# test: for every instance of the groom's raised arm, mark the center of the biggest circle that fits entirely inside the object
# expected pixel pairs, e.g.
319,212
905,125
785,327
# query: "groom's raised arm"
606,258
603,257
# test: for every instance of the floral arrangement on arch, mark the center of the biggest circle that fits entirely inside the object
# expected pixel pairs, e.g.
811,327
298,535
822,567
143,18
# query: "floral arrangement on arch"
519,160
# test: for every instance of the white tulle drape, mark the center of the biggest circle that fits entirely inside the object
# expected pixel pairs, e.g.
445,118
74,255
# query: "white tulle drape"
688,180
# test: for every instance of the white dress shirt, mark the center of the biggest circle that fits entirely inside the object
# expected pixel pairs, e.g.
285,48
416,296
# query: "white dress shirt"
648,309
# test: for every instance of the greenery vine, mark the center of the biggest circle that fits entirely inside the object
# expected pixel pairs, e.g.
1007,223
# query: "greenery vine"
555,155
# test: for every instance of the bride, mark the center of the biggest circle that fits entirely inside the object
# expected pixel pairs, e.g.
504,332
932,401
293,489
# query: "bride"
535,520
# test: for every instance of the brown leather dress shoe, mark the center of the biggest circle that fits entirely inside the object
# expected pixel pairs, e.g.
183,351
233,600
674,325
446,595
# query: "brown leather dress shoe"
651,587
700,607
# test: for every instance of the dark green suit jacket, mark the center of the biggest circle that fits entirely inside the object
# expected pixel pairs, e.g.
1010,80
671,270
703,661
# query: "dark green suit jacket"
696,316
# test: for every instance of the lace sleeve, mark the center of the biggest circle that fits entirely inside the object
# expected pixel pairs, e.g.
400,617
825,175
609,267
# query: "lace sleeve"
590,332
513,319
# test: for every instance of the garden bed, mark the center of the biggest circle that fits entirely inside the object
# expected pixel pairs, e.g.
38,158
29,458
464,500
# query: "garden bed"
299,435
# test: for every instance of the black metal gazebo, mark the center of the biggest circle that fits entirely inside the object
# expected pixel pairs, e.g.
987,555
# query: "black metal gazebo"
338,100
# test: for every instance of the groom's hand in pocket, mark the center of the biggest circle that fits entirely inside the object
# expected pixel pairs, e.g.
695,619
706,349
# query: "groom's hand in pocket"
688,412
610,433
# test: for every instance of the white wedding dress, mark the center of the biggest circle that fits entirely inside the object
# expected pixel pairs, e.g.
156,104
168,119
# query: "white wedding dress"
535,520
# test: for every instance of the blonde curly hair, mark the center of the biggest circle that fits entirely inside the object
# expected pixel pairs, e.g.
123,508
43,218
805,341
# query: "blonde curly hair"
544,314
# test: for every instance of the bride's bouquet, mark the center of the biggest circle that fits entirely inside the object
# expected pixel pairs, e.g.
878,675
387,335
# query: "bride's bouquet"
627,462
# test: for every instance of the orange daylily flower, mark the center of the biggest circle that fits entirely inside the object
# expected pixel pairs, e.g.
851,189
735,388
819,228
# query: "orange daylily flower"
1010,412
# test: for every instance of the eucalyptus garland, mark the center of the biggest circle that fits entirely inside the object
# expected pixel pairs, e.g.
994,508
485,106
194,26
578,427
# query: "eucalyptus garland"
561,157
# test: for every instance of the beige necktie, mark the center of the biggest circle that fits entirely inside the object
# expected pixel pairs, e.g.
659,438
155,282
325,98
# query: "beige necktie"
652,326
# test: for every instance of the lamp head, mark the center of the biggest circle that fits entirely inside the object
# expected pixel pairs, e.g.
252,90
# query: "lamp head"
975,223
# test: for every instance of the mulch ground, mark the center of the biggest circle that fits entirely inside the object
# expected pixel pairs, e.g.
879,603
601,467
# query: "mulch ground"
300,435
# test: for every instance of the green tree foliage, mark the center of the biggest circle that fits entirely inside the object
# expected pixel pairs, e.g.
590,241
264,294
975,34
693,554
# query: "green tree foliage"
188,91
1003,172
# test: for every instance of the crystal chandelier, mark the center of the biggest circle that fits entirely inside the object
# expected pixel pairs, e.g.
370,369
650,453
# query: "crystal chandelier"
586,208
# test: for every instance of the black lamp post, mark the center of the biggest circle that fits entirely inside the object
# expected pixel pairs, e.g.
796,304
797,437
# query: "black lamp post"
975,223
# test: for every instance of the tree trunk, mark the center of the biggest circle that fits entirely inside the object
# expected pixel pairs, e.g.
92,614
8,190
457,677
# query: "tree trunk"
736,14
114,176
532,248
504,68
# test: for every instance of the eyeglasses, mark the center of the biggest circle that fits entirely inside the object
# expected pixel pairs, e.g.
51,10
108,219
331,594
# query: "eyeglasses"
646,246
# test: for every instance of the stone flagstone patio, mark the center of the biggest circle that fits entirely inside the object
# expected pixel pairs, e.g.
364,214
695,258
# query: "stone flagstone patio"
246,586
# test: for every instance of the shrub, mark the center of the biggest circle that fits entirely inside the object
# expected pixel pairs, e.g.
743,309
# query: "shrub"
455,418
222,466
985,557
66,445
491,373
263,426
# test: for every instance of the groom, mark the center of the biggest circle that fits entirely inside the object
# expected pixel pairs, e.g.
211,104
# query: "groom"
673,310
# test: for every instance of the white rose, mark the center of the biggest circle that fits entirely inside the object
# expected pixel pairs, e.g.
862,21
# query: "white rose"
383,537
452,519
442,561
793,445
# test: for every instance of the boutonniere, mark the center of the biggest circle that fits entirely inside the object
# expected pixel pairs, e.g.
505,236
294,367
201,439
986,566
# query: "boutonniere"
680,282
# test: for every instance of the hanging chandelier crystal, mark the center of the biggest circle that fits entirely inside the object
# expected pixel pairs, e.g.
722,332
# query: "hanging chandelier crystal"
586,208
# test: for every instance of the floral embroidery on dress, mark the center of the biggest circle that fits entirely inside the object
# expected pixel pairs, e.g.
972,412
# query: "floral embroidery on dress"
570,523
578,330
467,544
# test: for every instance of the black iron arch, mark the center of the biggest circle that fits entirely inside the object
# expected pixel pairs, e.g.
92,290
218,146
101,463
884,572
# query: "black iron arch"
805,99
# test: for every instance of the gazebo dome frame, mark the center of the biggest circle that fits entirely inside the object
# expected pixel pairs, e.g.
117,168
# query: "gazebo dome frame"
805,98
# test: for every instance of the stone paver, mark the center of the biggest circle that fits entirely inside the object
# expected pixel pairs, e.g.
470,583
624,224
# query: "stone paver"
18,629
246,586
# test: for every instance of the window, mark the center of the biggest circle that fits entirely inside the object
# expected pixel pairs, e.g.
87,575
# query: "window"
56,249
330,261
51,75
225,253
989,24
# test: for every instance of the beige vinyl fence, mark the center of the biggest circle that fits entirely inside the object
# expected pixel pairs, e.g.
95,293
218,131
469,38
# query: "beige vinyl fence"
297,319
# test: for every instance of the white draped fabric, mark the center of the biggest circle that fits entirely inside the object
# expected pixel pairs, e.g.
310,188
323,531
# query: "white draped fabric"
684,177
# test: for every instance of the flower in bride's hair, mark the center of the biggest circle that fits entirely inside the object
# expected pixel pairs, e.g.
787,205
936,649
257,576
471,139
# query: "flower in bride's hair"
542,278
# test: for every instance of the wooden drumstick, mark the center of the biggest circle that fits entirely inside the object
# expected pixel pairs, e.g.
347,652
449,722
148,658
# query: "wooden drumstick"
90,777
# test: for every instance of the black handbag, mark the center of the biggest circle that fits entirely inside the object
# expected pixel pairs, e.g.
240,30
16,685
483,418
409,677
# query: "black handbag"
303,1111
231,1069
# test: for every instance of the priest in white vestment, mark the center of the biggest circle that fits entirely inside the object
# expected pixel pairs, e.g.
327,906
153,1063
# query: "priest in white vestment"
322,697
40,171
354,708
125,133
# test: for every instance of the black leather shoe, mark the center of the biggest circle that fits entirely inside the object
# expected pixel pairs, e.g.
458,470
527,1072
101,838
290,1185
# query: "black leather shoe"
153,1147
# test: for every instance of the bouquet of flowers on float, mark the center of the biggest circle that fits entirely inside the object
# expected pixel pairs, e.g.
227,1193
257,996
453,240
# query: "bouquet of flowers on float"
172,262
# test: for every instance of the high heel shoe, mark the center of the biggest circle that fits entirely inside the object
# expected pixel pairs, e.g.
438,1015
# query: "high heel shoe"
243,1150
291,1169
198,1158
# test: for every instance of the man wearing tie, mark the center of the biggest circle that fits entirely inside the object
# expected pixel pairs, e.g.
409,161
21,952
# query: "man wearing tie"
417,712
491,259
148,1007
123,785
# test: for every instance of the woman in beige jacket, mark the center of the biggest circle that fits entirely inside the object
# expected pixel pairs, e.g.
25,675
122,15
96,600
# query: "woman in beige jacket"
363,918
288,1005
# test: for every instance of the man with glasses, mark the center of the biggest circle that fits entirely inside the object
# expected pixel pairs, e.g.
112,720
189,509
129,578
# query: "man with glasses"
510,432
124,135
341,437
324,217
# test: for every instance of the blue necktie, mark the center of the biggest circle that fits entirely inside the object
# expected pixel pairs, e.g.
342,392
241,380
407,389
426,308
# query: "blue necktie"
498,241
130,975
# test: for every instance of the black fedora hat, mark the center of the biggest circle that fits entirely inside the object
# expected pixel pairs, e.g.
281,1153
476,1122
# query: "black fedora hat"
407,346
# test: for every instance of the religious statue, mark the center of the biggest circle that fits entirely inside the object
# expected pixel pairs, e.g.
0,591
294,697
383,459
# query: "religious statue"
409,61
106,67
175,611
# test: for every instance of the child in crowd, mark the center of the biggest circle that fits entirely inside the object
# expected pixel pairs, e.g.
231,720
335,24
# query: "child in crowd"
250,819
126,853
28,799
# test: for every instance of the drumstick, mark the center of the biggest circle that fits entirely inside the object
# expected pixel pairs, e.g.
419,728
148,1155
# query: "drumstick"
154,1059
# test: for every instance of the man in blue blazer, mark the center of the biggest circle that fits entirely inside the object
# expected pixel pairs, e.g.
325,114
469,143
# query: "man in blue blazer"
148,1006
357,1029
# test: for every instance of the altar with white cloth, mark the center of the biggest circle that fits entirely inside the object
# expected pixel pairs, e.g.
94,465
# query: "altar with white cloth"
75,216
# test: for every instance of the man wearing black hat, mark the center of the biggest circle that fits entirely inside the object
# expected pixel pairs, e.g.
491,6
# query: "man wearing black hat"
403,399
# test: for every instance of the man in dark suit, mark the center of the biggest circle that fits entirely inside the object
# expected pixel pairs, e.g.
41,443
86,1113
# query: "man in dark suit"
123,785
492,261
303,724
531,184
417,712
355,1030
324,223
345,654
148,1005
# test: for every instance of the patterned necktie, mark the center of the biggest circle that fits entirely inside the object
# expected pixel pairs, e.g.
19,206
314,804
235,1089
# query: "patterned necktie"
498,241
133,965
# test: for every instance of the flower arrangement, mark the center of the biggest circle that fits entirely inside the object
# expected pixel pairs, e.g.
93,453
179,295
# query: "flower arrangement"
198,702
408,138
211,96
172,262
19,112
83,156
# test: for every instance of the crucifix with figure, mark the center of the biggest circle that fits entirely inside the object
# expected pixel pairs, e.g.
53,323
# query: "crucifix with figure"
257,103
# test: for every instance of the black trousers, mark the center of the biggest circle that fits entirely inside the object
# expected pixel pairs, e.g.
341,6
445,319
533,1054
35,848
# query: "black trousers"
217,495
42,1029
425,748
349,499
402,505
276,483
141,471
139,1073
········
## EXERCISE DESCRIPTION
Revise the lines from the one containing "# test: for every instance of the man in dark" through the end of the material, both ends included, so that "black trousers" becomes "dark slacks" and nothing else changes.

## WRITTEN SOLUTION
# test: for every instance of the man in dark suit, mark the center of the biggest circle that fits entirely inside the object
# expected pixel pairs, e.g.
41,443
86,1113
# query: "man in dark suit"
123,785
492,261
303,724
531,184
417,712
355,1030
324,223
345,654
148,1005
# test: for every instance of the patterned necktie, mark the center of the biggest circle that fits entirely inside the object
# expected pixel pairs, e.g.
19,206
314,804
235,1089
# query: "patterned necktie"
498,241
133,965
# test: for every instance of the flower arrangement, mark the center of the biggest circle that fits entirely inside the object
# expected pixel pairs, e.g.
93,453
179,295
# query: "flower arrangement"
198,702
408,138
211,96
172,262
19,112
83,156
# test: for every instance of the crucifix with figure, mark the center of the biggest circle that fits entirely inside the object
# expected pixel pairs, e.g.
53,323
# query: "crucifix with figure"
257,103
# test: for every instance of the dark slacks, mark the center of the biggest circle that fits entirely inside the object
# expected pixel pairs, e.g.
341,6
445,319
533,1054
35,848
# query: "dark slacks"
217,495
42,1029
425,748
349,499
402,505
276,483
141,471
139,1073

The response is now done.